**Your objective:**
Answer these questions using the text below about the album Abingdon Road.
(a) What catalog number is given with the record label?
(b) On which album did "Sweetest Coma Again" originally appear?
(c) Where and when was the live footage on the limited edition DVD recorded?

== Selection ==

Studio album by Abingdon Boys School
- Released: January 27, 2010
- Genre: Alternative rock
- Label: Epic Records Japan (ESCL-3342)

Abingdon Boys School chronology
| Abingdon Boys School (2007) | Abingdon Road (2010) |  |

= Abingdon Road (album) =

Abingdon Road is the second album by rock band Abingdon Boys School, released on January 27, 2010. In addition to new tracks, the album contains singles released since the band's first full album and a cover of "Sweetest Coma Again", originally found on Luna Sea Memorial Cover Album -Re:birth-, an album of Luna Sea covers dedicated to the legendary rock band.

The limited edition release will be packaged with a DVD featuring live footage recorded at the Inazuma Rock Festival on September 19, 2009.

===
== Data shown ==

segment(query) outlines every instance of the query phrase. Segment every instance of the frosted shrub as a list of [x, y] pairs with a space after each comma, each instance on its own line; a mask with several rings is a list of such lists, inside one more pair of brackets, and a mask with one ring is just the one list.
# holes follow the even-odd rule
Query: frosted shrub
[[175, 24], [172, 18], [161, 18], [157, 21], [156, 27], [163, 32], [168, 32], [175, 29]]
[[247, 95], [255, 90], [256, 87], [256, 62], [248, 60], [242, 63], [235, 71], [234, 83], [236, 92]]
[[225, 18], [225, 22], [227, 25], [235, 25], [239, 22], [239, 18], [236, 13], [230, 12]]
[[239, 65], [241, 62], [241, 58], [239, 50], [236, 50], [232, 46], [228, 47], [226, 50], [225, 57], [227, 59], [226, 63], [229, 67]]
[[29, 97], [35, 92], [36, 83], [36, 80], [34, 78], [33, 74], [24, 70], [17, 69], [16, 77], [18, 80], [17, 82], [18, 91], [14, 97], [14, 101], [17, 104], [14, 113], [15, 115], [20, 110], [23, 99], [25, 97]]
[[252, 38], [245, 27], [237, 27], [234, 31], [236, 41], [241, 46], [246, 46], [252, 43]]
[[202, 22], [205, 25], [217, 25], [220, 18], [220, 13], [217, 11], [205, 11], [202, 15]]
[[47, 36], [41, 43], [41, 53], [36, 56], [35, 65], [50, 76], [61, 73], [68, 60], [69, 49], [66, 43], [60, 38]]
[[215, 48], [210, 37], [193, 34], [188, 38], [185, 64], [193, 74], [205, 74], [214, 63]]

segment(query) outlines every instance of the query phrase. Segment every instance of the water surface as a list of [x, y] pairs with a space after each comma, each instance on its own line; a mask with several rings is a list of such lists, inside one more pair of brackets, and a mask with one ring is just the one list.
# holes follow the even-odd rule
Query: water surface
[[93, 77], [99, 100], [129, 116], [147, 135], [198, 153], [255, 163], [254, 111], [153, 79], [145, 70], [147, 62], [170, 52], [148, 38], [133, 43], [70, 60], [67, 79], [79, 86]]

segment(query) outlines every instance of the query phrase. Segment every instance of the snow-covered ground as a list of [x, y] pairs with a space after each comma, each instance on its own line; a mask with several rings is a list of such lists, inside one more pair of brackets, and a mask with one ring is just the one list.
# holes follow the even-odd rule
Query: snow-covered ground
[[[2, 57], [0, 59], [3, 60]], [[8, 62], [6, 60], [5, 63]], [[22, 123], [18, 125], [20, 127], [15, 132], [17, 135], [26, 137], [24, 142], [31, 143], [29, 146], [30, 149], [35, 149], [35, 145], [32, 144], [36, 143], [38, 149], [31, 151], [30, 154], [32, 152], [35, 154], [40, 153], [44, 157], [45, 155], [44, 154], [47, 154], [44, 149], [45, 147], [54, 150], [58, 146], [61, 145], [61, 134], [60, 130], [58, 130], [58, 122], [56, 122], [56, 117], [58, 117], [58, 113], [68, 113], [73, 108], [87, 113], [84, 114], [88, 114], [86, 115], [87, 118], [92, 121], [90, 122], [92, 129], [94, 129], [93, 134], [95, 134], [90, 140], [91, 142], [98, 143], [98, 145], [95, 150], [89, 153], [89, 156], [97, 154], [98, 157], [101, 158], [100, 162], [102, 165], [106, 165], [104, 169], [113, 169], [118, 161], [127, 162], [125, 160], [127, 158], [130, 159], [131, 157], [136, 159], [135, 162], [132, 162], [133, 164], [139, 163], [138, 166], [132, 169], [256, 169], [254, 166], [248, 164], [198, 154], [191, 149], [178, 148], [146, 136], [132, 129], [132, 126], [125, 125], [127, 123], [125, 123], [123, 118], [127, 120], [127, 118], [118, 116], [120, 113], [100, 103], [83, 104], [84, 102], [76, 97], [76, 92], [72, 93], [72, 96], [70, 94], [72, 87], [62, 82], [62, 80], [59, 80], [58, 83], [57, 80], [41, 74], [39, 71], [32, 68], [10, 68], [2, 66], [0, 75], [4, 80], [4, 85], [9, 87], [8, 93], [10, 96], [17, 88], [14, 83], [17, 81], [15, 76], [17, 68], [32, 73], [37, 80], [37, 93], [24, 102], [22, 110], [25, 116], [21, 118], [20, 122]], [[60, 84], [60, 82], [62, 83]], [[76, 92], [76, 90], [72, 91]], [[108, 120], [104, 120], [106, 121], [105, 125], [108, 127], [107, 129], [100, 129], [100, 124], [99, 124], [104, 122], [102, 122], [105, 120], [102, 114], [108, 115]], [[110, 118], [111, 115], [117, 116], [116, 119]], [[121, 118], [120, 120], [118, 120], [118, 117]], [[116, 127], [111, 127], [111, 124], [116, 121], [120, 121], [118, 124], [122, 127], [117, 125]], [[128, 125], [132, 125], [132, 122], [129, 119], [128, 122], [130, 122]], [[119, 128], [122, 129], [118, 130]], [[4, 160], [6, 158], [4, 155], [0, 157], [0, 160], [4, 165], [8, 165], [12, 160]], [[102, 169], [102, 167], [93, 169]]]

===

**Expected answer:**
(a) ESCL-3342
(b) Luna Sea Memorial Cover Album -Re:birth-
(c) At the Inazuma Rock Festival on September 19, 2009